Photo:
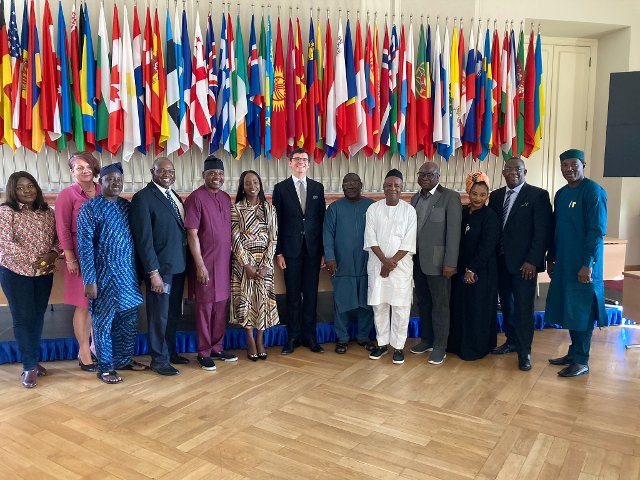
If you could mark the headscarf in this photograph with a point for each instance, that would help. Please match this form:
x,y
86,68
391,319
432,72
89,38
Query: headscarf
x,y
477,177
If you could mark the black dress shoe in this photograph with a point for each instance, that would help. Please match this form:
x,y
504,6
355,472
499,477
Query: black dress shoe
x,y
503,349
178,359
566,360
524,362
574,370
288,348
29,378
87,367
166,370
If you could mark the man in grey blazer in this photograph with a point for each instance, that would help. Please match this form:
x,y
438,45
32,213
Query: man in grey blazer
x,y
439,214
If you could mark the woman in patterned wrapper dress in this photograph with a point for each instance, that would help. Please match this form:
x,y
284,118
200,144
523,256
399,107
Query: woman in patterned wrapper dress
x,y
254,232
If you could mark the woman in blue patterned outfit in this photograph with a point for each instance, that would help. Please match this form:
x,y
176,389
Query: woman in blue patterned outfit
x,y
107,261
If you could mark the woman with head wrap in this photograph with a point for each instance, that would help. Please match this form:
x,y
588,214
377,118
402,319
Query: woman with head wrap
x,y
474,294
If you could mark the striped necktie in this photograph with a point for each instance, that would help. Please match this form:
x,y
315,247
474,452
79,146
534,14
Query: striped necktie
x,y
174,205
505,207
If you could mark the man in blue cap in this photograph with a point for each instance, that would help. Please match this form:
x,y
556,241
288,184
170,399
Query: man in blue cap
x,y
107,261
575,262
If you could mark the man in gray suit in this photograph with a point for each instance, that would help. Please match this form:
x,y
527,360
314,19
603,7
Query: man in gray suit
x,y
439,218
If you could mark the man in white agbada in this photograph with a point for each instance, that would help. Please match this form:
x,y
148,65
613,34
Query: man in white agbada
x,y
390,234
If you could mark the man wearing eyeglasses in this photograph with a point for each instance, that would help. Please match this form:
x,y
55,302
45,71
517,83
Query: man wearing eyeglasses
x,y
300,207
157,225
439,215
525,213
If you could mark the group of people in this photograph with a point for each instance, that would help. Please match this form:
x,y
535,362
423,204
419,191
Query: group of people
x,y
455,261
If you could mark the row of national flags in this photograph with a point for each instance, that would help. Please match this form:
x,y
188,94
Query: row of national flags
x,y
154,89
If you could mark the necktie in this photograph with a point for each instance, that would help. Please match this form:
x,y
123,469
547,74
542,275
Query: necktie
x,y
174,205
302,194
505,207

→ **Problem to solve**
Copy out all of the material exactly as written, without its pictures.

→ **Completed task**
Photo:
If you could mark the headscarf in this photograph with a point for each instance, that would help. Please match this form:
x,y
86,68
391,319
432,72
89,38
Query: headscarf
x,y
477,177
If you could mark the black dress shoe in this photograph with a point for each instance, that would help. Please match this form:
x,y
504,6
355,472
499,477
Query: black dress shoe
x,y
503,349
178,359
566,360
524,362
574,370
288,348
29,378
87,367
166,370
If you could mark the man in grey blazer in this photograph with a point for each instance, that would help. Please match this form:
x,y
438,45
32,213
Query: man in grey blazer
x,y
439,214
If you could mark the woman in patterned wrapper dress in this photograph with a point for each instance, that would help. Please match this form:
x,y
284,118
200,144
523,256
399,107
Query: woman in patterned wrapper dress
x,y
254,232
If you could mark the woman in blue patterned outfit in this photograph with a point for each instance, that would help. Please match this form:
x,y
176,389
Query: woman in blue patterned outfit
x,y
107,261
If you could mark the woman with head wrap in this photograph with a point for each instance, that would help. Please match this form:
x,y
588,214
377,118
402,319
Query: woman with head wrap
x,y
474,294
If you could mark the striped necktie in this photograph with a point for each instance, that would help. Please match this form:
x,y
315,247
474,452
79,146
534,14
Query: striped necktie
x,y
174,205
505,207
If you could mark the man in blue cap in this photograph with a point for each instance, that would help. Please match this form:
x,y
556,241
288,184
170,399
Query: man in blue cap
x,y
107,261
575,262
If you could mark the man in gray suit in this photograph with a point for each instance, that would help. Please match this form:
x,y
527,360
314,19
603,7
Query: man in gray suit
x,y
439,218
If you could mark the man in white agbada in this photograph with a point for each instance, that would help. Please match this form:
x,y
148,65
613,34
Query: man in white agbada
x,y
390,234
If you could mark the man wearing eyeglasses in this photograph with a point for each instance, that would help. Please match this form:
x,y
55,302
45,71
517,83
Query: man wearing eyeglasses
x,y
300,207
157,225
439,215
525,213
If you could mark the group of people in this photograph with a point for each instance, that would help. Please match this form:
x,y
535,362
423,204
419,191
Query: group of people
x,y
455,261
If you could mark the row of national flags in this photograph with a point for each instance, that would help. Please match this form:
x,y
188,94
Query: row of national flags
x,y
154,89
If you could mark the necktie in this photograph with a point for each instance, that would help. Please match this form:
x,y
123,469
547,74
542,275
Query: necktie
x,y
174,205
302,194
505,207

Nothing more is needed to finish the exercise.